● **DOCUMENT SECTION**:
+++

The agent doesn’t see 450 tool definitions. It sees a filesystem it can browse. When a task requires Google Drive, the agent reads google-drive/index.ts to understand the available functions. When it needs Salesforce, it reads that module. Everything else stays unloaded.

Then the agent writes code that executes inside a sandboxed environment. This is where the real savings come in. That meeting transcript gets fetched and processed within the sandbox. The model never sees the raw 50,000-token document. It only receives the extracted summary the code returns.

The result from one of Anthropic’s implementations: 150,000 tokens compressed to 2,000.

Three mechanisms driving the savings

The token reduction comes from three distinct mechanisms working together, and understanding each one matters for anyone trying to replicate this pattern.

On-demand tool discovery

Traditional agent setups front-load every tool definition. Code execution introduces what Anthropic calls “progressive disclosure.” The agent browses the filesystem, reads only the definitions it needs, and moves on. A search_tools function with configurable detail levels helps agents find the right tools without loading everything.

+++

● **INFORMATION GIVEN**:
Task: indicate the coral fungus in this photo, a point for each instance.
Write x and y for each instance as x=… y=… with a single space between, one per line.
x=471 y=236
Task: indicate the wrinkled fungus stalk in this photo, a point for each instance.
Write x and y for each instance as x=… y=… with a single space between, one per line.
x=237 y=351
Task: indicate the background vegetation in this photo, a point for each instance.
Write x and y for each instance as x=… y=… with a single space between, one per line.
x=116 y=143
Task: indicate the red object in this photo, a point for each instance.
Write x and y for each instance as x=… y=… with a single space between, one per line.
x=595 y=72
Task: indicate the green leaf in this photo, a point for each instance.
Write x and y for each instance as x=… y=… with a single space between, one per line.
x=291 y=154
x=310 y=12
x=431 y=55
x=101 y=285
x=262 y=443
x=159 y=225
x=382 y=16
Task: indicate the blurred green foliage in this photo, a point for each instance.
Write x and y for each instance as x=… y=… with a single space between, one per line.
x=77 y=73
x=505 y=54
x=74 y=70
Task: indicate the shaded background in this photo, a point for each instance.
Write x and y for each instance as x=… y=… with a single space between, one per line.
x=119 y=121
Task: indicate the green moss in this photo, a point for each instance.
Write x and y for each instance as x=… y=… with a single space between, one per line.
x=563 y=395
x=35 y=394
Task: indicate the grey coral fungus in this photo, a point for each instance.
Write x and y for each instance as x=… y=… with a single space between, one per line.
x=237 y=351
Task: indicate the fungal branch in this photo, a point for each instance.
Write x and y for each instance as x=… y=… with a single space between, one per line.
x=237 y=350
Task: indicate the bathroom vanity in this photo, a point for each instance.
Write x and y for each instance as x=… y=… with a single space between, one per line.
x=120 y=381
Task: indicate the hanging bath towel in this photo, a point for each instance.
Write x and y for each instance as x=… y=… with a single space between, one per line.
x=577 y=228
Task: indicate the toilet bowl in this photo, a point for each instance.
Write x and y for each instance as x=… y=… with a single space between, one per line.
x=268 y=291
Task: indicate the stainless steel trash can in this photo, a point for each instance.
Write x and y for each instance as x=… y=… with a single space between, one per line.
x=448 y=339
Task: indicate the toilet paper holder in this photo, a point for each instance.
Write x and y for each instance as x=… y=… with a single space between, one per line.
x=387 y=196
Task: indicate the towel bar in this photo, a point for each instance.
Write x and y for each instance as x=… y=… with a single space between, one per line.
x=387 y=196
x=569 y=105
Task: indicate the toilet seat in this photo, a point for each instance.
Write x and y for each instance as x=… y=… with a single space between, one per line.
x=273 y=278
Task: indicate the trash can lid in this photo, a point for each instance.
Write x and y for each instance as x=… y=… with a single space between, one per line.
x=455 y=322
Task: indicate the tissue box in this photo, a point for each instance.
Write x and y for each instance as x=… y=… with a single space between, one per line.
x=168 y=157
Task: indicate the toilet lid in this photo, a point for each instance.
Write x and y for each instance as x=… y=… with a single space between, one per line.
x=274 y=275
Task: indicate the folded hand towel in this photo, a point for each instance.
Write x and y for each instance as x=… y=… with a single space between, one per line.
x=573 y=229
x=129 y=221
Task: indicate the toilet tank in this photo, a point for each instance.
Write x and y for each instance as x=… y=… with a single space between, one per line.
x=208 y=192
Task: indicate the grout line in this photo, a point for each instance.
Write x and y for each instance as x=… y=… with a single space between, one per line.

+++

● **WORK ORDER 1**: In the passage on agent token savings, what result is reported from one of Anthropic's implementations?
● **WORK ORDER 2**: Pick up the passage on agent token savings after its final sentence and continue it.
The entries come from a separate source.

● **REPLY 1**: 150,000 tokens were compressed to 2,000.

● **REPLY 2**:
Think of it like the difference between carrying an entire toolbox up a ladder versus wearing a tool belt and grabbing what you need from the ground. The weight difference compounds with every additional tool.

Local data processing

This is where the biggest token savings happen. Instead of piping raw data through the model for filtering, the code execution environment handles it locally. Anthropic gives a concrete example: Fetching 10,000 spreadsheet rows, filtering them down to 5 pending orders, and returning only those 5 records to the model. The 9,995 irrelevant rows never touch the context window.

The same principle applies to joining data across sources, extracting specific fields from complex structures, and aggregating results. All of it happens in the sandbox.

Native control flow

Under direct tool-calling, every decision point requires a round trip to the model. Loop through a list of records? The model reasons about each iteration. Handle an error? Another round trip. Code execution replaces this with standard programming constructs (loops, conditionals, try/catch blocks) that execute instantly in the sandbox.

The latency improvement goes beyond tokens. An agent that needs 15 sequential model calls to iterate through a list can collapse that into a single code execution, saving wall-clock time on every run.

The privacy angle nobody expected

Token efficiency grabbed the headlines, but there’s a second benefit buried in Anthropic’s post that deserves more attention: Data privacy.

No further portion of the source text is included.